Work instruction » Starting at the first line and ending at the last, reproduce the records below exactly.

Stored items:
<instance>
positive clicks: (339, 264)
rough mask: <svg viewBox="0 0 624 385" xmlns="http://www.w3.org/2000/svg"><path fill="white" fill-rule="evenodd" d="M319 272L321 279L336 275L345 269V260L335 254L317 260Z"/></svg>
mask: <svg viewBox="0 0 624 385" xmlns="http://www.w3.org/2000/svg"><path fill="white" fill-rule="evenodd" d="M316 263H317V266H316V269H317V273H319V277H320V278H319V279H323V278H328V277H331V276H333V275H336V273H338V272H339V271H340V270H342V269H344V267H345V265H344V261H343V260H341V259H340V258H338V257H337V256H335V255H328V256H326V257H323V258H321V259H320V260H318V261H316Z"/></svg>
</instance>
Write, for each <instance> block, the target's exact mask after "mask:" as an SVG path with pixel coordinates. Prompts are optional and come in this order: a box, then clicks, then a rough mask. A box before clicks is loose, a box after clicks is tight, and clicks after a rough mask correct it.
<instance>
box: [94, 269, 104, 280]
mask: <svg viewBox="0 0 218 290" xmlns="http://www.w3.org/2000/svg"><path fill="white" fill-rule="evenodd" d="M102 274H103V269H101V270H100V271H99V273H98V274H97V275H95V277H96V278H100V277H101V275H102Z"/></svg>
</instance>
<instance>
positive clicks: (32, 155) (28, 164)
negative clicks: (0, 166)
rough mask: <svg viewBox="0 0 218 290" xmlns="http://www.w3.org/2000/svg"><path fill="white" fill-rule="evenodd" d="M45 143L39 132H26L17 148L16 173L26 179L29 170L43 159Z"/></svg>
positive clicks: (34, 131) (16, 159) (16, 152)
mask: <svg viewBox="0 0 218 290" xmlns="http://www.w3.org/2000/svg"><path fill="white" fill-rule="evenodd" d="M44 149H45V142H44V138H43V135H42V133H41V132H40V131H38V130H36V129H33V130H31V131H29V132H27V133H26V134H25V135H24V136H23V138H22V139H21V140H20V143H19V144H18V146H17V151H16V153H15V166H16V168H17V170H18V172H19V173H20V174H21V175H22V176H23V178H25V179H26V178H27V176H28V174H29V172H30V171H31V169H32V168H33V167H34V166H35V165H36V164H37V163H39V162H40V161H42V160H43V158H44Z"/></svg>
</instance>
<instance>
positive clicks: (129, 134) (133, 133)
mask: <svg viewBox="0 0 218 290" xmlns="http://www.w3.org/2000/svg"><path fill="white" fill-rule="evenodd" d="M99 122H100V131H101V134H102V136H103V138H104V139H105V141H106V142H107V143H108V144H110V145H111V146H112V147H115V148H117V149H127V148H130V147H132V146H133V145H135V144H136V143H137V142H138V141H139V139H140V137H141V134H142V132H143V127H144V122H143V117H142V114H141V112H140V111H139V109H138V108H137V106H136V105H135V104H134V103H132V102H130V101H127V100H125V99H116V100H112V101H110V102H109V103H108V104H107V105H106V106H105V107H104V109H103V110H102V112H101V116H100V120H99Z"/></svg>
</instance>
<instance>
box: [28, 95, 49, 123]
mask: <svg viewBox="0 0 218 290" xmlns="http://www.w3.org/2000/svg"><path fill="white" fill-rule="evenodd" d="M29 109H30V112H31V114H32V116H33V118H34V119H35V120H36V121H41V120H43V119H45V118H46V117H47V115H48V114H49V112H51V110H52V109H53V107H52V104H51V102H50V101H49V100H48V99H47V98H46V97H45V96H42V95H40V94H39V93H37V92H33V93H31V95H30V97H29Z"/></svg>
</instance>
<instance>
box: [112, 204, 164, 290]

Your solution »
<instance>
positive clicks: (339, 264)
rough mask: <svg viewBox="0 0 624 385" xmlns="http://www.w3.org/2000/svg"><path fill="white" fill-rule="evenodd" d="M319 272L321 279L336 275L345 269V260L335 254L317 260Z"/></svg>
mask: <svg viewBox="0 0 624 385" xmlns="http://www.w3.org/2000/svg"><path fill="white" fill-rule="evenodd" d="M316 263H317V266H316V269H317V273H319V277H320V278H319V279H323V278H328V277H331V276H333V275H336V273H338V272H339V271H340V270H342V269H344V267H345V265H344V261H343V260H341V259H340V258H338V257H337V256H335V255H328V256H326V257H323V258H321V259H320V260H318V261H316Z"/></svg>
</instance>
Write, for each <instance> block, the target's exact mask after "mask:" as an SVG path with pixel coordinates. Prompts are optional and come in this order: a box, then clicks, then a rough mask. A box before clicks is loose, a box after clicks is tight, and clicks after a rough mask correct it.
<instance>
box: [94, 269, 104, 280]
mask: <svg viewBox="0 0 218 290" xmlns="http://www.w3.org/2000/svg"><path fill="white" fill-rule="evenodd" d="M102 274H103V269H101V270H100V271H99V273H98V274H97V275H95V277H96V278H100V277H101V275H102Z"/></svg>
</instance>
<instance>
positive clicks: (32, 155) (28, 164)
negative clicks: (0, 166)
rough mask: <svg viewBox="0 0 218 290" xmlns="http://www.w3.org/2000/svg"><path fill="white" fill-rule="evenodd" d="M45 143L39 132H26L17 148L16 173L26 179L29 170L43 159Z"/></svg>
positive clicks: (34, 131) (16, 159) (16, 152)
mask: <svg viewBox="0 0 218 290" xmlns="http://www.w3.org/2000/svg"><path fill="white" fill-rule="evenodd" d="M44 149H45V142H44V138H43V135H42V133H41V132H40V131H38V130H36V129H33V130H31V131H29V132H27V133H26V134H25V135H24V136H23V138H22V139H21V140H20V143H19V144H18V146H17V151H16V153H15V166H16V168H17V170H18V172H19V173H20V174H21V175H22V176H23V178H25V179H26V178H27V176H28V174H29V172H30V171H31V169H32V168H33V167H34V166H35V165H36V164H37V163H39V162H40V161H42V160H43V158H44Z"/></svg>
</instance>
<instance>
positive clicks: (129, 134) (133, 133)
mask: <svg viewBox="0 0 218 290" xmlns="http://www.w3.org/2000/svg"><path fill="white" fill-rule="evenodd" d="M99 122H100V131H101V134H102V136H103V138H104V139H105V141H106V142H107V143H108V144H110V145H111V146H112V147H115V148H117V149H127V148H130V147H132V146H133V145H135V144H136V143H137V142H138V141H139V139H140V137H141V134H142V132H143V127H144V122H143V117H142V114H141V112H140V111H139V109H138V108H137V106H136V105H135V104H134V103H132V102H130V101H127V100H125V99H116V100H112V101H110V102H109V103H108V104H107V105H106V106H105V107H104V109H103V110H102V112H101V116H100V120H99Z"/></svg>
</instance>
<instance>
box: [28, 95, 49, 123]
mask: <svg viewBox="0 0 218 290" xmlns="http://www.w3.org/2000/svg"><path fill="white" fill-rule="evenodd" d="M29 109H30V112H31V114H32V116H33V118H34V119H35V120H36V121H41V120H43V119H45V118H46V117H47V115H48V114H49V112H51V110H52V109H53V107H52V104H51V102H50V101H49V100H48V99H47V98H46V97H45V96H42V95H40V94H39V93H37V92H33V93H31V95H30V97H29Z"/></svg>
</instance>
<instance>
box: [112, 204, 164, 290]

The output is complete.